WHAT YOU NEED TO DO. All the data should be repeated exactly. Any image in it is left out.

Named object pointing entries
════════════════

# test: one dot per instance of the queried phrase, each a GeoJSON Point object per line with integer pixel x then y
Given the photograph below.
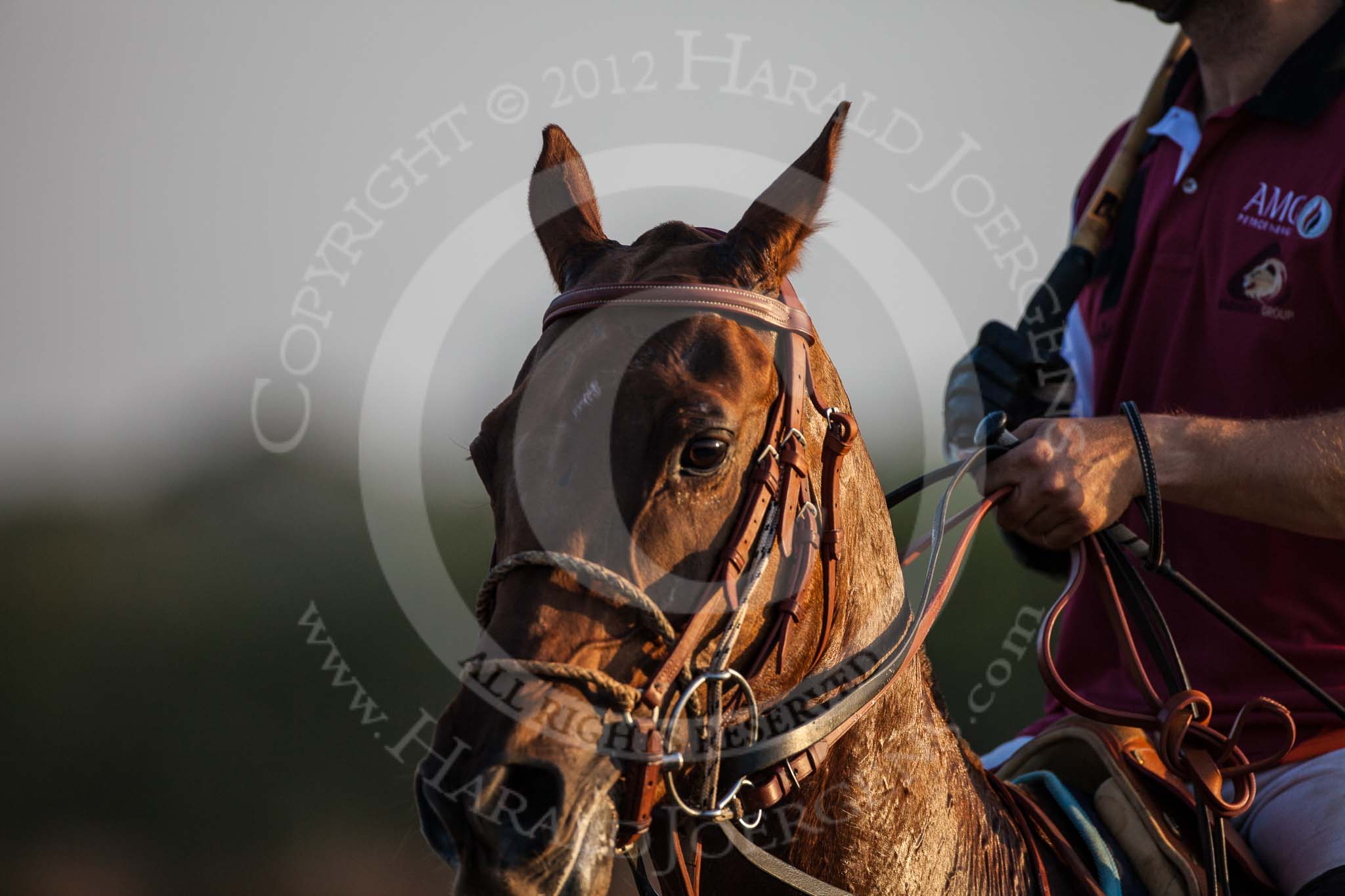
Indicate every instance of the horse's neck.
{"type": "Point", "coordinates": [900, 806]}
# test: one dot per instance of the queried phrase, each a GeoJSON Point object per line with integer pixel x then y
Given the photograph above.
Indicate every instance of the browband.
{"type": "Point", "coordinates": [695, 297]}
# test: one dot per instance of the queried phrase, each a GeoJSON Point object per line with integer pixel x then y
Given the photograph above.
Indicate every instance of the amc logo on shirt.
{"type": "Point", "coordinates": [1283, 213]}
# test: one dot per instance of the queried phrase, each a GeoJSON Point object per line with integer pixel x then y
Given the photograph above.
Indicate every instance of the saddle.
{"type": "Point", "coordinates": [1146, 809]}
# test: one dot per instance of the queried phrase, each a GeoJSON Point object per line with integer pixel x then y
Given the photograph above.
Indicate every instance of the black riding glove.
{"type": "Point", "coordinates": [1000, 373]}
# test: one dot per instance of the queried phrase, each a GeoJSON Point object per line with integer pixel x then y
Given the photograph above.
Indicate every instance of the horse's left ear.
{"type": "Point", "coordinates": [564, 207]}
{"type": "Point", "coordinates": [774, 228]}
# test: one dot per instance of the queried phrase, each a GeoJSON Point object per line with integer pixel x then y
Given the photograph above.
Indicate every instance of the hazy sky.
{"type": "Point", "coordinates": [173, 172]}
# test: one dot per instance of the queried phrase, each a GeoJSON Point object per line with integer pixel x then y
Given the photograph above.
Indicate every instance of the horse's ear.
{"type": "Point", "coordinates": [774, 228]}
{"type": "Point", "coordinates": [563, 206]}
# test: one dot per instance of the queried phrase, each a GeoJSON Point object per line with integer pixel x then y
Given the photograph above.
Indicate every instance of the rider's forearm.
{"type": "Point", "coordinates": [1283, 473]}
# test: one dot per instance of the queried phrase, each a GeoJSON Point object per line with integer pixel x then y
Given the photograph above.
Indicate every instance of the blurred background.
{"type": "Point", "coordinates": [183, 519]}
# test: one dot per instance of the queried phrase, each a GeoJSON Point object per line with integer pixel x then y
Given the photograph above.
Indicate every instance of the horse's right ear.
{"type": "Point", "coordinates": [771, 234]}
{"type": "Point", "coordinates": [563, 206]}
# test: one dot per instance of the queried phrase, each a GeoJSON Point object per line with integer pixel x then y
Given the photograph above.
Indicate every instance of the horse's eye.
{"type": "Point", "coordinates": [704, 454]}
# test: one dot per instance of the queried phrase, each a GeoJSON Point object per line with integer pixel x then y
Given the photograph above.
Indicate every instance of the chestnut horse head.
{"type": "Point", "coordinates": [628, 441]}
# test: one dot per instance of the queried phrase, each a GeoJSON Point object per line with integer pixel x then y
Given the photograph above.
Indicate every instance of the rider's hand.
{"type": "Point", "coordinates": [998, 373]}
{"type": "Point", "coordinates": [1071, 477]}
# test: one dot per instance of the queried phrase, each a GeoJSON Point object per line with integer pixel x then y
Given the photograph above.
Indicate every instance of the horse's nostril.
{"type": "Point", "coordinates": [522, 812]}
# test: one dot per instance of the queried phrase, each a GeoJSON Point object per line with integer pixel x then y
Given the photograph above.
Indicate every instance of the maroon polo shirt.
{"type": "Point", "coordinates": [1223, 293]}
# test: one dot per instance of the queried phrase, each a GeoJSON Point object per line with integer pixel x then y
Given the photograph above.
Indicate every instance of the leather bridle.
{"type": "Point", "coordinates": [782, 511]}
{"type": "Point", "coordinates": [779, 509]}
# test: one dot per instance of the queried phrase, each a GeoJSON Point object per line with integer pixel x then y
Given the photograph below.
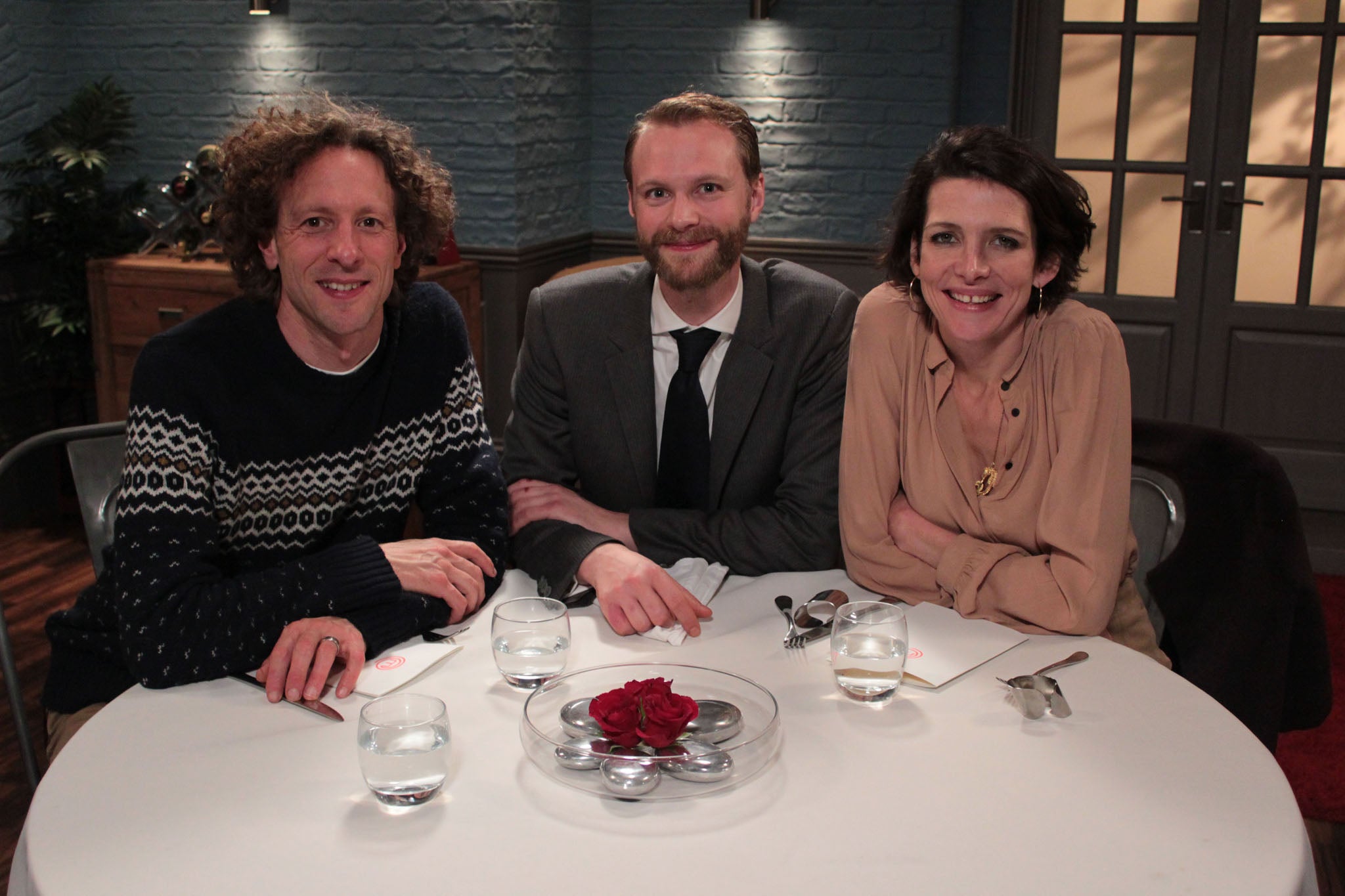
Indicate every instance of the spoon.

════════════════

OUTPUT BELOW.
# test: one dot per instance of the queried phrase, each a GeoJSON Point object per line with integer pixel x then y
Given the photograph below.
Indicate every instance of the horse's neck.
{"type": "Point", "coordinates": [900, 806]}
# test: one dot per instance of the queried phrase, each a GeoJSON Point object per line with integer pixel x then y
Given the photograph above.
Indicate every instance of the browband.
{"type": "Point", "coordinates": [695, 297]}
# test: one dot per instance of the queried phrase, each a GeoJSON Point object per line with integer pixel x then y
Given the photograph above.
Indicate every instance of the amc logo on shirt.
{"type": "Point", "coordinates": [1283, 213]}
# test: one dot per instance of the queried phrase, each a GeoJSON Point object per line with integer pixel x then y
Given the photograph above.
Indicate every instance of the saddle.
{"type": "Point", "coordinates": [1146, 809]}
# test: one dot per instance of the queried phrase, each a GeoJSON Point object per line with integer pixel x then y
Given the photograph above.
Indicate every instance of the black riding glove.
{"type": "Point", "coordinates": [1000, 373]}
# test: one dot per instance of the queried phrase, each a GeoJSON Point object per line with integer pixel x then y
Given the photograph above.
Indicate every instance of the horse's left ear.
{"type": "Point", "coordinates": [564, 207]}
{"type": "Point", "coordinates": [774, 228]}
# test: one dot per instance of the queried phrase, each a GeoJSON Point object per line with integer pixel x then y
Given the photograph above.
Indicate every instance of the hazy sky.
{"type": "Point", "coordinates": [173, 172]}
# test: one dot per instance of the queried phrase, each a GeoJSON Point object per line with integer pixel x then y
Given the photograph above.
Indicate every instance of the horse's ear.
{"type": "Point", "coordinates": [774, 228]}
{"type": "Point", "coordinates": [563, 206]}
# test: one dot per instance of the queried phrase, each a GeoJSON Point object per line with integer pixel x then y
Given the photograph above.
Indicate every instance of the rider's forearm.
{"type": "Point", "coordinates": [1283, 473]}
# test: one dot per instance of the queried phrase, each a GeoJSON Point object per line with integer pixel x then y
Given the photograph above.
Indicate every instance of the blurred background.
{"type": "Point", "coordinates": [183, 519]}
# test: one dot per instance of the queried phrase, each a GeoJSON Point object per line with integer pixel x then y
Given the photograph above.
Indicate every instance of the horse's right ear.
{"type": "Point", "coordinates": [771, 234]}
{"type": "Point", "coordinates": [563, 206]}
# test: one dot per instance of the queried phrase, each a GeoJSON Point object per line with integer pixel x then y
Given the photograph above.
Indicate every instance of the horse's eye.
{"type": "Point", "coordinates": [704, 454]}
# test: one dot per instance of the queried phrase, each a GeoJSON Point object per line with integer pixel x then y
Given the photograph above.
Indicate every instance of the chestnut horse head.
{"type": "Point", "coordinates": [628, 441]}
# test: one dot per instance of the queried phrase, each a GeoJSON Point object per line with integer pixel x then y
Given the photograph above.
Indicate every instance of the rider's hand.
{"type": "Point", "coordinates": [998, 373]}
{"type": "Point", "coordinates": [1071, 477]}
# test: one dot per instance of the queried phrase, each a GeoJSON Point object per line with integer pixel x then y
Given the photograph above.
Indicate every instance of the horse's nostril.
{"type": "Point", "coordinates": [522, 812]}
# test: one dot per instance of the queried phrase, each a GeoJSON Point object per line with integer pixel x then y
Given the photograph above.
Indicate every instance of the maroon polo shirt.
{"type": "Point", "coordinates": [1223, 293]}
# test: one dot per instance of the queried phrase, each a GeoJSON Point object per line with integer pixel x then y
Given the photograph above.
Indicate every instance of the leather bridle.
{"type": "Point", "coordinates": [782, 511]}
{"type": "Point", "coordinates": [779, 509]}
# test: one dot per instance of the queried phrase, each a GeoJSON Point object per line with integer pixel x then y
Given the photograph below.
Indicate every instance of the spoon.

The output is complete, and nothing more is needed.